* [EXERCISE OBJECTIVE]: Could you reproduce every one of the records below word for word, leaving out the pictures?

-- BEGIN DATA ENTRIES --

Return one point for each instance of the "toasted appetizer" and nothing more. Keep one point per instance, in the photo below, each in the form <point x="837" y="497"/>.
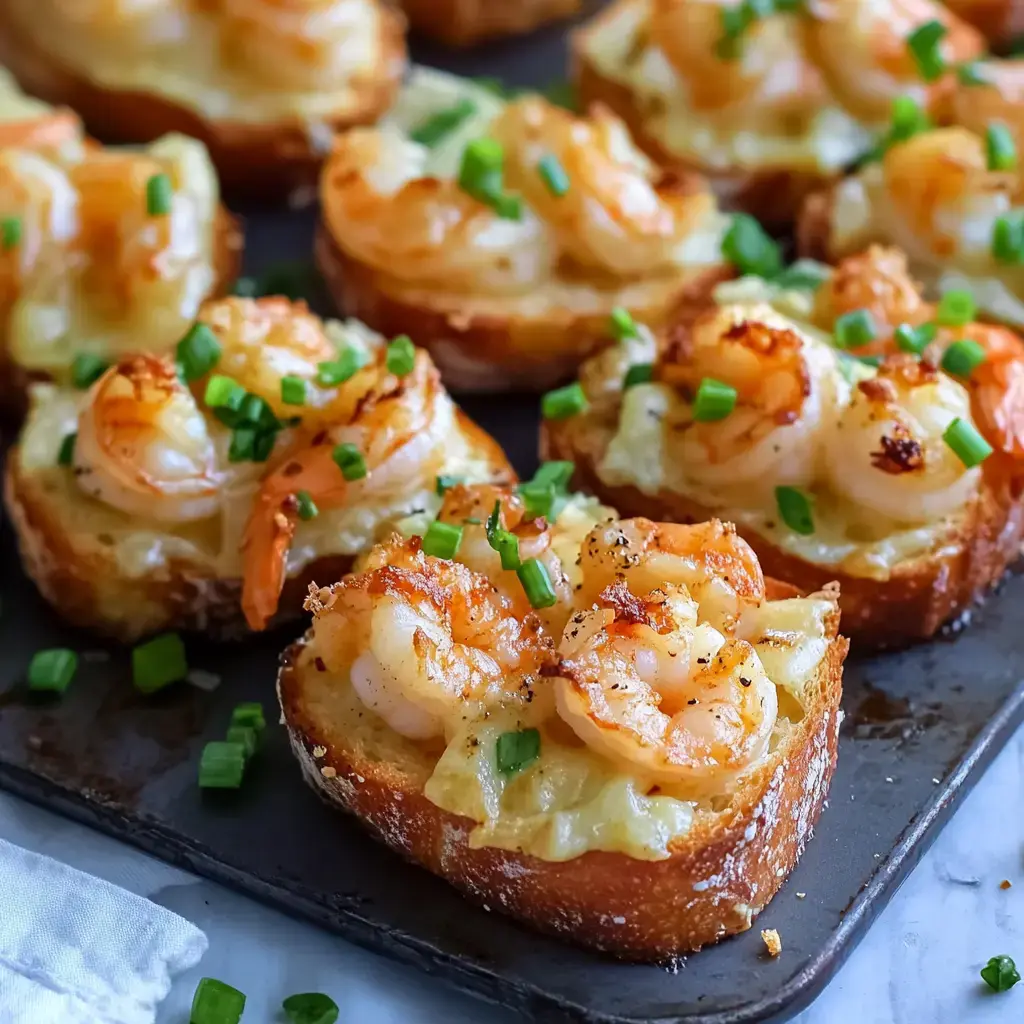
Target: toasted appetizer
<point x="463" y="23"/>
<point x="768" y="107"/>
<point x="864" y="436"/>
<point x="205" y="491"/>
<point x="625" y="741"/>
<point x="263" y="83"/>
<point x="503" y="236"/>
<point x="104" y="252"/>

-- END DATA ENTRIES --

* [ANSWER TO THE TASK]:
Return one point for each instance of the "toasted appetizer" and nothing more. Keep one point per instance, in the photo below, each in the form <point x="837" y="497"/>.
Target: toasted appetizer
<point x="463" y="23"/>
<point x="768" y="107"/>
<point x="864" y="436"/>
<point x="205" y="491"/>
<point x="625" y="741"/>
<point x="263" y="83"/>
<point x="503" y="236"/>
<point x="104" y="252"/>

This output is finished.